Exercise instructions =
1. In the forum post on hyperparameter tuning, which Python package does the author say has GridSearch but none of the sampling methods?
2. List every sampling method that the hyperparameter tuning post says lies between simple search algorithms and complex methods.

Selected excerpt =
● ● ● ● ●

2

From my experience and also by reading papers I noticed that in the Machine Learning / applied statistics world, when tuning hyperparameters there are basically two approaches: (1) some simple search algorithms (e.g. Grid/Random Search) or (2) some complex methods (CMA-ES, TPE, Bayesian Optimization).

However, there are some methods that lie in the middle and belong to the sampling family such as Latin-Hypercube (n-Rooks), Jittered, Blue Noise, Multi-Jittered, and Quasi Monte Carlo (Halton, Sobol or similar Sequences).

Those methods are heavily used in other science fields such as computer graphics but not so much in ML. This can be seen for example in the scikit-learn Python package where there is no such sampling methods whereas GridSearch is present.

My question is then, are there reasons to not used them? Is there any survey/comparison piece of literature where this issue is addressed?

● ● ● ● ●

Dataset excerpts =
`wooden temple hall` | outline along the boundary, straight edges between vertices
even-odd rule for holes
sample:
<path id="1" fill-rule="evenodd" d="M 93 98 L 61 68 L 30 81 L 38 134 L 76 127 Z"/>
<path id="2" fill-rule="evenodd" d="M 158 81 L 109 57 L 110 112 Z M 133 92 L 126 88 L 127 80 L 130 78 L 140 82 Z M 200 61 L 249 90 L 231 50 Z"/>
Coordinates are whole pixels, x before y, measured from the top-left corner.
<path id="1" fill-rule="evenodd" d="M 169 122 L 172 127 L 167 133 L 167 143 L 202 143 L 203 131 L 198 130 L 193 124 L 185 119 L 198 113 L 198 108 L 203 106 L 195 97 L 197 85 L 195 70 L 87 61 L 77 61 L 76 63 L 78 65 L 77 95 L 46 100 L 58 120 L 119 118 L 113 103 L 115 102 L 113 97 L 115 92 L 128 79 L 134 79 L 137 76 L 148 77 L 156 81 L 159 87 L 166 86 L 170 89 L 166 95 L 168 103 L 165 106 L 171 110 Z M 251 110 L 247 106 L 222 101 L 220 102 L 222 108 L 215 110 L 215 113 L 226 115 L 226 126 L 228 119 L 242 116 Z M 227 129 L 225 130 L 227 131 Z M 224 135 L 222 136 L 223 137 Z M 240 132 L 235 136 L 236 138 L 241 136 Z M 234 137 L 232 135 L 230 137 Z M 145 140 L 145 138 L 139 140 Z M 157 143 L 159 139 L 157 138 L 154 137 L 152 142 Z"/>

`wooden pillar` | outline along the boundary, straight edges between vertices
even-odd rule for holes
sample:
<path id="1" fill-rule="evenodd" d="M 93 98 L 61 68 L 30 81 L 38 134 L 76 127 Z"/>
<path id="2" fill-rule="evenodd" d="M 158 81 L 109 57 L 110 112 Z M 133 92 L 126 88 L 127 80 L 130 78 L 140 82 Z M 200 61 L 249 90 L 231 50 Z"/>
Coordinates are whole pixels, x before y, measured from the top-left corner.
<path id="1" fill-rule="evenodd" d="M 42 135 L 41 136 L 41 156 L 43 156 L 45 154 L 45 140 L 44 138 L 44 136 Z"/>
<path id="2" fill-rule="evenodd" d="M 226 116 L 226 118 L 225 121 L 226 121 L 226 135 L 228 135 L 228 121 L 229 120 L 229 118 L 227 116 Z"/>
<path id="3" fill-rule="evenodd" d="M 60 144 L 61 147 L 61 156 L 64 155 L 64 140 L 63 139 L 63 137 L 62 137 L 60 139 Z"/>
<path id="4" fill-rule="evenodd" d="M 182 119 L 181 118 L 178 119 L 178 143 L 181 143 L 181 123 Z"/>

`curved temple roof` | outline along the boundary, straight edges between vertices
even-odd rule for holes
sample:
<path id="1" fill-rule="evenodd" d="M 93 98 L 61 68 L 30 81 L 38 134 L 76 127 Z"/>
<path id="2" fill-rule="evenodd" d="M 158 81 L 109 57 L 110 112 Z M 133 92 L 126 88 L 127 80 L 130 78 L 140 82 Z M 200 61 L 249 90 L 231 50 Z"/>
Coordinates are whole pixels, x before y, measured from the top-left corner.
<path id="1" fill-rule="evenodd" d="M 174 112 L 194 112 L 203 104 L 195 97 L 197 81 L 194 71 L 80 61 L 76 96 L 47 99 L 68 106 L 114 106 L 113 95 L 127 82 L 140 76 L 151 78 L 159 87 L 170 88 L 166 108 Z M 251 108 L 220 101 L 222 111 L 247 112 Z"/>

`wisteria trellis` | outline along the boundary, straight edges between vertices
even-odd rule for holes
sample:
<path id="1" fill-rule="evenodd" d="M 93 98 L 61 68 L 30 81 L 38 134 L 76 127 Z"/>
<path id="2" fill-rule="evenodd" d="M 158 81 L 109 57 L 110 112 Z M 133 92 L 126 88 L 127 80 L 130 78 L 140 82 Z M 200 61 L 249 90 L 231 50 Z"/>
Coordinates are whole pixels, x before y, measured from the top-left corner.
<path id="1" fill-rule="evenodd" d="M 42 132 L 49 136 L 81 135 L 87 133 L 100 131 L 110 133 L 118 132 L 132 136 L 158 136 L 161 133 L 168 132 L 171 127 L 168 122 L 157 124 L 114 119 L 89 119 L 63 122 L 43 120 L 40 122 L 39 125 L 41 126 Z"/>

● ● ● ● ●

Responses =
1. scikit-learn

2. Latin-Hypercube (n-Rooks), Jittered, Blue Noise, Multi-Jittered, Quasi Monte Carlo (Halton, Sobol or similar sequences)